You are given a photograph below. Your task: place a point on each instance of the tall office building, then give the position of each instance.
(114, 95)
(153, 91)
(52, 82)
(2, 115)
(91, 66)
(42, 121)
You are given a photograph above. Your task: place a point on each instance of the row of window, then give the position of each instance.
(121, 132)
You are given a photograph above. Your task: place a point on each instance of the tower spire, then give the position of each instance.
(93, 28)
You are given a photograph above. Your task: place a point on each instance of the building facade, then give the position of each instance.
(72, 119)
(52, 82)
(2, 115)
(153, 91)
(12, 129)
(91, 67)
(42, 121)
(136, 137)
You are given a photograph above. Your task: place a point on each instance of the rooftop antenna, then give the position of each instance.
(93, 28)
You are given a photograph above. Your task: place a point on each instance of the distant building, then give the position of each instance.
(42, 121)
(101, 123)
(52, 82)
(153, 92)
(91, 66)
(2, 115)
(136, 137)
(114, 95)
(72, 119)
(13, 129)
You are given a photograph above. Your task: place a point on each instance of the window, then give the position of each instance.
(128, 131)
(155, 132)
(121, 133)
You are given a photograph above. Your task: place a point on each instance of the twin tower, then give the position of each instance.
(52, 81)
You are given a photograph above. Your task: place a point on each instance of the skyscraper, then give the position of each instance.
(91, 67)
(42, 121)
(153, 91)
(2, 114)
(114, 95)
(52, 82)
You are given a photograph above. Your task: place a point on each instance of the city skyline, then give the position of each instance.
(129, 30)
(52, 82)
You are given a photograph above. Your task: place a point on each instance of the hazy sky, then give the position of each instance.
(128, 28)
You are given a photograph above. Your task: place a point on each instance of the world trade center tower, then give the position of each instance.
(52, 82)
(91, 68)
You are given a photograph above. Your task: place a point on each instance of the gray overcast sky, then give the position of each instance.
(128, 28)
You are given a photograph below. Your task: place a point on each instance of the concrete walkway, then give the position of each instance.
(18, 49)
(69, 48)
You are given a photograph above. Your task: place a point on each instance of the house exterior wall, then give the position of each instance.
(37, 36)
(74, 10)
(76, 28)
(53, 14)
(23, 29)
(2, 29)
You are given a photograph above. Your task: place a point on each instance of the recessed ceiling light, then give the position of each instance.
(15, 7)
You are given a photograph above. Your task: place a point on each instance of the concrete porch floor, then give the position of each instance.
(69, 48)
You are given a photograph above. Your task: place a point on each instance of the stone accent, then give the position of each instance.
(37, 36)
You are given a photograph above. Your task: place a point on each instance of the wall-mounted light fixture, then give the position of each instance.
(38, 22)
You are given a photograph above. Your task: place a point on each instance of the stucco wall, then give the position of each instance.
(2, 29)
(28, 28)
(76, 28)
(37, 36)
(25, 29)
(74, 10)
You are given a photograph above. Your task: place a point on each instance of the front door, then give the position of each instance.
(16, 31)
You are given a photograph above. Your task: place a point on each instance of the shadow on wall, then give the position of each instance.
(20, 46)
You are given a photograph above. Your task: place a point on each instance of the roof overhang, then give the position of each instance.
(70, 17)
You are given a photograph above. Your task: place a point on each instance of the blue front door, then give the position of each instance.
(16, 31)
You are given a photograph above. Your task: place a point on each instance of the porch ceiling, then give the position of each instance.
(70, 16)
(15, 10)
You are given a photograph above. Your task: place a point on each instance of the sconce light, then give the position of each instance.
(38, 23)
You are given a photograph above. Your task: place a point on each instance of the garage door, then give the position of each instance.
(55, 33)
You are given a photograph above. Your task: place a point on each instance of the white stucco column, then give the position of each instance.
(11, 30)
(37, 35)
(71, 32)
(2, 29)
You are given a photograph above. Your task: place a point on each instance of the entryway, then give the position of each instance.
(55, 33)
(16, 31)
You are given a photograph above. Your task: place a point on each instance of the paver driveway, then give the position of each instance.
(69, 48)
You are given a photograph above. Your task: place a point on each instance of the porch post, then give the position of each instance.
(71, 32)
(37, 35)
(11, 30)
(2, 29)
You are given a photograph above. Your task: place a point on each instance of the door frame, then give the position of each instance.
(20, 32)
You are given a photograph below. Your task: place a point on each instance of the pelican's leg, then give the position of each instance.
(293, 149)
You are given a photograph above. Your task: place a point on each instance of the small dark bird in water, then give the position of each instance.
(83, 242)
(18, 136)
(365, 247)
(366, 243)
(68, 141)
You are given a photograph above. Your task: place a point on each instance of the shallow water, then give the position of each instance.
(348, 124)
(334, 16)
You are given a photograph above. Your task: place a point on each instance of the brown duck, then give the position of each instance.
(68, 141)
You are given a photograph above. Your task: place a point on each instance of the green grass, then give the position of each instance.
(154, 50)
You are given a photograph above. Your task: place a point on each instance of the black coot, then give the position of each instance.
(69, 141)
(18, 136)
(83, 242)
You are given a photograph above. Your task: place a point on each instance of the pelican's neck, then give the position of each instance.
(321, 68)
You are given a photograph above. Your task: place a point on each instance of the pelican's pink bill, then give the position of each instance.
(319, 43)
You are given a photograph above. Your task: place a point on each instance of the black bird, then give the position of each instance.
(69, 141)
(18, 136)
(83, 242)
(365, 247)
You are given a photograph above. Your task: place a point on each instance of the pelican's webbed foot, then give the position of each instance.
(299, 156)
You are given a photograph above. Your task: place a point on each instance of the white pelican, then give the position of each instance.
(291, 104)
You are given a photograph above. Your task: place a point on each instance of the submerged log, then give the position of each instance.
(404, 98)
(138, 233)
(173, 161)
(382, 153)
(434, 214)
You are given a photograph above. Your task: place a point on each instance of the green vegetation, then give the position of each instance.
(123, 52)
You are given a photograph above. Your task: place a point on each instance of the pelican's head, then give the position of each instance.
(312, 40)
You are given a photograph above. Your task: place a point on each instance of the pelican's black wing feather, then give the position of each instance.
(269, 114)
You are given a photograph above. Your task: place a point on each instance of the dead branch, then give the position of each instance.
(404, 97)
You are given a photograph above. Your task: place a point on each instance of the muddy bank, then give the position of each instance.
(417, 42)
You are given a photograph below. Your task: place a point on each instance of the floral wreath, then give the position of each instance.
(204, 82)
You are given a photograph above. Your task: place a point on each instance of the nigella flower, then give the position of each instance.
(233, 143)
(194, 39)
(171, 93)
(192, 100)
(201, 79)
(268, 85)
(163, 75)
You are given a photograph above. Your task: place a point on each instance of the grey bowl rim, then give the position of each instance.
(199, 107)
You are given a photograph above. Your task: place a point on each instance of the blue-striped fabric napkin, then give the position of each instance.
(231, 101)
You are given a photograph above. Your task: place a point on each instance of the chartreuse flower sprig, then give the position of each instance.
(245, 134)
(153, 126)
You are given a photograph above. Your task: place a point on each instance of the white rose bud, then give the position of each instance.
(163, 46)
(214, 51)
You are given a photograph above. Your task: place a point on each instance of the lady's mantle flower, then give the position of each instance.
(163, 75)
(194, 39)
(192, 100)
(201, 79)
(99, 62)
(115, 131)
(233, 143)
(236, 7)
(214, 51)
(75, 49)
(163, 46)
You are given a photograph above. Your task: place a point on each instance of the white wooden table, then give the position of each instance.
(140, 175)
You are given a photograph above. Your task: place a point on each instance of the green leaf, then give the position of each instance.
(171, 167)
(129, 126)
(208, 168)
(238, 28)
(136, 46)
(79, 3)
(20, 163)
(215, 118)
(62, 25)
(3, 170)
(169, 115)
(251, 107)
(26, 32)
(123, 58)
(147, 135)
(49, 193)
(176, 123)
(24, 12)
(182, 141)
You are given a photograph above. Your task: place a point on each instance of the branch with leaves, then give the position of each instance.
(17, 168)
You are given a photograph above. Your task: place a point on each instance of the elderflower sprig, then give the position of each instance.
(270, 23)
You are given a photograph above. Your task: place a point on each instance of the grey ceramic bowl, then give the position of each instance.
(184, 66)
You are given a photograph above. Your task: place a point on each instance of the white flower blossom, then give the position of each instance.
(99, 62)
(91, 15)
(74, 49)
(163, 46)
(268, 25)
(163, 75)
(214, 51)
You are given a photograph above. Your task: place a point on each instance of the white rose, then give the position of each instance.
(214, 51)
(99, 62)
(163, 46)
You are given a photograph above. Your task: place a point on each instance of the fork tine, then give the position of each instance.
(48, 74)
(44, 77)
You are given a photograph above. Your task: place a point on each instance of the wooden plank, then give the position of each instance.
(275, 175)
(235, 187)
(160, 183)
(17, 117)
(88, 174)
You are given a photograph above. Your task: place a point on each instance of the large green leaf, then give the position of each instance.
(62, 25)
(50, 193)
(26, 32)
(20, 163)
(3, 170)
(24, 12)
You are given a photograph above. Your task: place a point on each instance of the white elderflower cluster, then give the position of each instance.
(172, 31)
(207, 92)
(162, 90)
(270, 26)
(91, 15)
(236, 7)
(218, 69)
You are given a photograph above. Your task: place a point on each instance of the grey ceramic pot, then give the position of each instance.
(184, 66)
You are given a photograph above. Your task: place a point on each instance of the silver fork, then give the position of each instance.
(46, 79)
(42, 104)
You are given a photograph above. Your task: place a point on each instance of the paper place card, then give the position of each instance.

..........

Prompt
Set down the data above without changes, from the line containing "plank, then give the position of each instance." through the final line of the data.

Task result
You are given a photograph above. Your task: place a point on each instance of the wooden plank, then give the position of each instance.
(275, 175)
(235, 187)
(160, 183)
(17, 117)
(88, 174)
You are given a photograph above. Your task: place a point on each instance of the large green leaf, then give the position of each instance.
(62, 25)
(50, 193)
(26, 32)
(20, 163)
(3, 170)
(24, 12)
You are given a photograph above. Your task: place a point on each instance of the white elderflower cluster, then give the position of each instance.
(172, 31)
(207, 92)
(162, 90)
(270, 26)
(91, 15)
(236, 7)
(218, 69)
You are given a photograph above. Your task: place a point on each instance of the grey ceramic pot, then give the position of each instance.
(184, 66)
You are given a photograph above. Your task: place a point on each instance of the silver fork, then give the position of each instance.
(46, 79)
(42, 104)
You are given a photograph above. Your task: place a point on each instance of the paper place card, then give the position of each instance.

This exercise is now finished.